Supplied text:

There is a story circulating the net that was so thought-provoking I decided to contemplate it a while before blogging about it. The story is of a young man in China who was paralysed after a motorcycle crash. Some sites report that he received compensation, but it was so meagre it soon disappeared. Compensation or not, his family could no longer afford the medical bills and were forced to take their son out of the hospital.
The son could not breathe unaided so they took turns using a plastic ventilator, pumped laboriously by hand, to keep him alive. This went on for two years, then they built a homemade ventilator which they ran at night to give themselves a break. They couldn't afford the electricity to run it all the time, so during the day they went back to using the hand ventilator.
Their plight recently came to the attention of the Chinese media and prompted donations to the family, as well as a proper ventilator, and hopefully now their lives will be a little easier. The story is being broadly used to highlight the inadequacies of the Chinese health system, but beneath the propaganda runs the story of the deepest love and commitment, and the lengths a parent will go to for their child. It's as heartwarming as it is astounding that these people were forced to struggle alone for so long.
Such a situation could not arise here, I hope. A UK hospital would not have turfed him out, the compensation would have been much higher, the state support, even in these straitened times, would have been more than adequate to provide care.
I'm not sure what moves me the most about the story: the extraordinary love, or the difference between our worlds.

Wednesday 30 January 2013

Young at Heart

Our daughter was telling us last night about a recent birthday celebration for one of her housemates. Apparently the evening had begun with a group meal out. They had then returned home to play ... hide and seek. I complimented her on her increasing maturity and remarked how proud we were that she was growing into such a well-rounded and socially assured adult. I'm actually rather jealous. Hide and seek sounds so much more fun than another evening in front of the telly.

Available data:
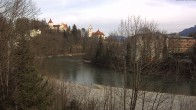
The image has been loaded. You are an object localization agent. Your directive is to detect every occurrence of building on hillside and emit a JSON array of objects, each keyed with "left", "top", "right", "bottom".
[
  {"left": 168, "top": 37, "right": 196, "bottom": 55},
  {"left": 92, "top": 30, "right": 105, "bottom": 39},
  {"left": 88, "top": 25, "right": 105, "bottom": 39},
  {"left": 30, "top": 29, "right": 41, "bottom": 37},
  {"left": 48, "top": 19, "right": 68, "bottom": 31}
]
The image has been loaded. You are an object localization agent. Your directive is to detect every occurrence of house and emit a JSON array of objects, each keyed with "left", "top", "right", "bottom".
[
  {"left": 88, "top": 25, "right": 105, "bottom": 39},
  {"left": 30, "top": 29, "right": 41, "bottom": 37},
  {"left": 48, "top": 19, "right": 68, "bottom": 31}
]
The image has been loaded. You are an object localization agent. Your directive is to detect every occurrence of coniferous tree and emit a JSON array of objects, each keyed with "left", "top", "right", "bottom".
[{"left": 11, "top": 38, "right": 52, "bottom": 110}]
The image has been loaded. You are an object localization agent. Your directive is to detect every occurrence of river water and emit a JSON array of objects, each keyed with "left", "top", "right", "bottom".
[{"left": 41, "top": 56, "right": 196, "bottom": 96}]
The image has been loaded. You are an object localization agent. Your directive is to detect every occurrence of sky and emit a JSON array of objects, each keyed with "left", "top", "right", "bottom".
[{"left": 34, "top": 0, "right": 196, "bottom": 35}]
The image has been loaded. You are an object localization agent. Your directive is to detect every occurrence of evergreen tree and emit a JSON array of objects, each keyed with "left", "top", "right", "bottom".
[{"left": 12, "top": 39, "right": 52, "bottom": 110}]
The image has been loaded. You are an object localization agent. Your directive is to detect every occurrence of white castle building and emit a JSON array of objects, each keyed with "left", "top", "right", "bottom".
[
  {"left": 88, "top": 25, "right": 105, "bottom": 39},
  {"left": 48, "top": 19, "right": 68, "bottom": 31}
]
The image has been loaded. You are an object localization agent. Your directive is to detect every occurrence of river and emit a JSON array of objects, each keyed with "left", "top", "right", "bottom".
[{"left": 41, "top": 56, "right": 196, "bottom": 96}]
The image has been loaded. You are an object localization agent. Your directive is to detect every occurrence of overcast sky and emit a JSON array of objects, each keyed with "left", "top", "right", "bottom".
[{"left": 34, "top": 0, "right": 196, "bottom": 35}]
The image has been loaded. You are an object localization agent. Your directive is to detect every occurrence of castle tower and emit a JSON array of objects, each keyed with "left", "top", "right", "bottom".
[
  {"left": 88, "top": 25, "right": 93, "bottom": 37},
  {"left": 48, "top": 19, "right": 53, "bottom": 29}
]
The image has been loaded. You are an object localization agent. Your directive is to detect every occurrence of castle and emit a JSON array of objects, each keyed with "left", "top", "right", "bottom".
[
  {"left": 48, "top": 19, "right": 68, "bottom": 31},
  {"left": 88, "top": 25, "right": 105, "bottom": 39}
]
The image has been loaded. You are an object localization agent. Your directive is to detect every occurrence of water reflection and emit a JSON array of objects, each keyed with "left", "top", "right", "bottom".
[{"left": 42, "top": 57, "right": 196, "bottom": 95}]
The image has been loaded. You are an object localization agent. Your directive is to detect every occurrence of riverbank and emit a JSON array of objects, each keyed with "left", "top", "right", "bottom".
[{"left": 48, "top": 78, "right": 196, "bottom": 110}]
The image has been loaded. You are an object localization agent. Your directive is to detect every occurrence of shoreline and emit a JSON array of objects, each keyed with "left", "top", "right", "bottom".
[{"left": 49, "top": 78, "right": 196, "bottom": 110}]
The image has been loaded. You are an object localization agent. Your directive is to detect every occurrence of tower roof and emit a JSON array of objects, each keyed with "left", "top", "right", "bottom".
[
  {"left": 48, "top": 19, "right": 53, "bottom": 23},
  {"left": 93, "top": 30, "right": 104, "bottom": 35}
]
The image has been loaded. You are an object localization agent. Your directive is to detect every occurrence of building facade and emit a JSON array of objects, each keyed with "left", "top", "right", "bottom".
[
  {"left": 48, "top": 19, "right": 68, "bottom": 32},
  {"left": 168, "top": 37, "right": 196, "bottom": 54},
  {"left": 88, "top": 25, "right": 105, "bottom": 39}
]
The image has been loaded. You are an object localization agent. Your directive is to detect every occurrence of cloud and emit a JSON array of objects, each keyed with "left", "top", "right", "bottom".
[{"left": 35, "top": 0, "right": 196, "bottom": 34}]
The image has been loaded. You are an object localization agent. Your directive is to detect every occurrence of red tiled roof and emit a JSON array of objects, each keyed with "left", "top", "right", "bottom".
[
  {"left": 93, "top": 30, "right": 104, "bottom": 36},
  {"left": 48, "top": 19, "right": 53, "bottom": 23},
  {"left": 63, "top": 23, "right": 68, "bottom": 29}
]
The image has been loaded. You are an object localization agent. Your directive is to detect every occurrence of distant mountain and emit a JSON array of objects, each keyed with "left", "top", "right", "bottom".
[{"left": 179, "top": 25, "right": 196, "bottom": 36}]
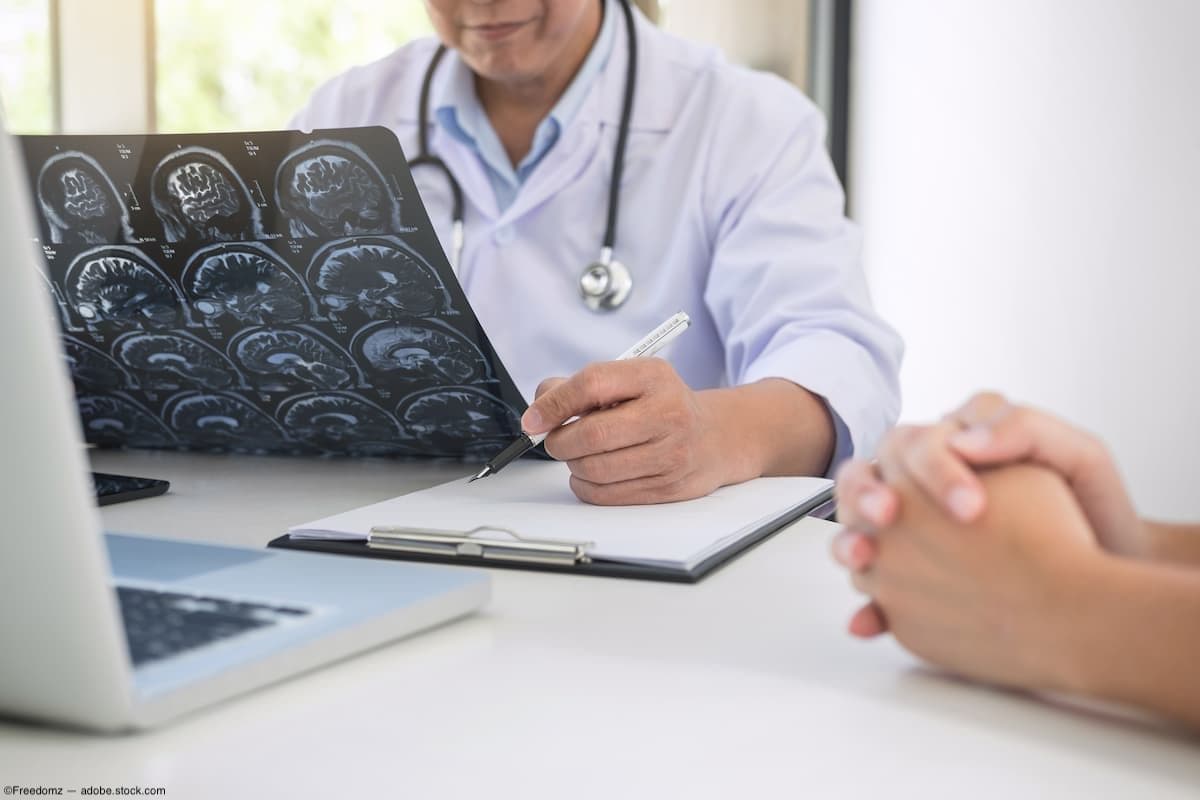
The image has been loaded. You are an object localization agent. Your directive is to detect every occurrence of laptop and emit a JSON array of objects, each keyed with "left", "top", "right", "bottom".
[{"left": 0, "top": 113, "right": 488, "bottom": 732}]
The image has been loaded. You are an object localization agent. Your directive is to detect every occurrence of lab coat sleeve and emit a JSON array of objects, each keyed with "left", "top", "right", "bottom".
[{"left": 704, "top": 76, "right": 904, "bottom": 471}]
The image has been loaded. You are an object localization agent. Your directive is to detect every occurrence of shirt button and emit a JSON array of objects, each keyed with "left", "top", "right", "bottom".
[{"left": 492, "top": 225, "right": 517, "bottom": 245}]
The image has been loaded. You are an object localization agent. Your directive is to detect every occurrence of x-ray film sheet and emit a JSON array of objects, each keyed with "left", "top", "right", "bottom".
[{"left": 22, "top": 128, "right": 526, "bottom": 459}]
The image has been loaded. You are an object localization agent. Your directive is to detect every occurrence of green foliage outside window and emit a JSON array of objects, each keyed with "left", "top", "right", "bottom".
[
  {"left": 0, "top": 0, "right": 54, "bottom": 133},
  {"left": 157, "top": 0, "right": 431, "bottom": 132}
]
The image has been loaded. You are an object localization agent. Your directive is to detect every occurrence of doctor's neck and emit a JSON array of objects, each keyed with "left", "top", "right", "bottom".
[{"left": 460, "top": 0, "right": 604, "bottom": 164}]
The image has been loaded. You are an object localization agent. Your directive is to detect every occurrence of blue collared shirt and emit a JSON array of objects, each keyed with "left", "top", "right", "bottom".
[{"left": 434, "top": 4, "right": 616, "bottom": 211}]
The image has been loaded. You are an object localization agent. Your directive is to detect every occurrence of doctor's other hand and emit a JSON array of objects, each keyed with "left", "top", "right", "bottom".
[
  {"left": 838, "top": 392, "right": 1150, "bottom": 569},
  {"left": 521, "top": 359, "right": 730, "bottom": 505}
]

Problem description: Copy the blog text from "Their plight recently" up to and including "to provide care.", swapping "hospital" for "clinic". The entries are not needed here.

Response:
Their plight recently came to the attention of the Chinese media and prompted donations to the family, as well as a proper ventilator, and hopefully now their lives will be a little easier. The story is being broadly used to highlight the inadequacies of the Chinese health system, but beneath the propaganda runs the story of the deepest love and commitment, and the lengths a parent will go to for their child. It's as heartwarming as it is astounding that these people were forced to struggle alone for so long.
Such a situation could not arise here, I hope. A UK clinic would not have turfed him out, the compensation would have been much higher, the state support, even in these straitened times, would have been more than adequate to provide care.